Revise the records below by replacing "named fields" with "labeled fields" and keep everything else the same.

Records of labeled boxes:
____________________
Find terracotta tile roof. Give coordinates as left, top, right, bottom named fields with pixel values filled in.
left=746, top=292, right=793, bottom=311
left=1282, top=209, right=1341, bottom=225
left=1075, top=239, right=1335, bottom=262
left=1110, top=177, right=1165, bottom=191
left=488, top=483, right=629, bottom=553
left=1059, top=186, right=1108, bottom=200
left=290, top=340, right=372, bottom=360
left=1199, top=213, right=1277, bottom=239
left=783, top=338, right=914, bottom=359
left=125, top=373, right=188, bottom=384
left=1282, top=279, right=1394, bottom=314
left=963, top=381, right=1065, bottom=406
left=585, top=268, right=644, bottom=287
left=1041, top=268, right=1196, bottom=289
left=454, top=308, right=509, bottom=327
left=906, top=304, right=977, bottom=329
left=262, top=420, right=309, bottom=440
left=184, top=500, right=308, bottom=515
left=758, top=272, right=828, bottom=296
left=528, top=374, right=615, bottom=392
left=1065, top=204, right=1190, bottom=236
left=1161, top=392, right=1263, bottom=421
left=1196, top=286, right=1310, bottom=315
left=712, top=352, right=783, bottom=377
____________________
Output of the task:
Find terracotta tile roof. Give coordinates as left, top, right, bottom labeled fields with pixel values filled in.
left=746, top=292, right=793, bottom=311
left=1282, top=209, right=1341, bottom=225
left=1075, top=239, right=1335, bottom=262
left=1110, top=177, right=1165, bottom=191
left=488, top=483, right=629, bottom=553
left=1059, top=186, right=1108, bottom=200
left=290, top=340, right=372, bottom=360
left=1199, top=213, right=1277, bottom=239
left=783, top=338, right=914, bottom=359
left=125, top=373, right=188, bottom=384
left=1282, top=279, right=1394, bottom=314
left=963, top=381, right=1065, bottom=406
left=585, top=268, right=644, bottom=287
left=1041, top=268, right=1196, bottom=289
left=454, top=308, right=509, bottom=327
left=906, top=304, right=977, bottom=329
left=262, top=420, right=309, bottom=440
left=184, top=500, right=308, bottom=515
left=758, top=272, right=828, bottom=296
left=528, top=374, right=615, bottom=392
left=1065, top=204, right=1190, bottom=236
left=1161, top=392, right=1263, bottom=421
left=1196, top=286, right=1310, bottom=315
left=712, top=352, right=783, bottom=377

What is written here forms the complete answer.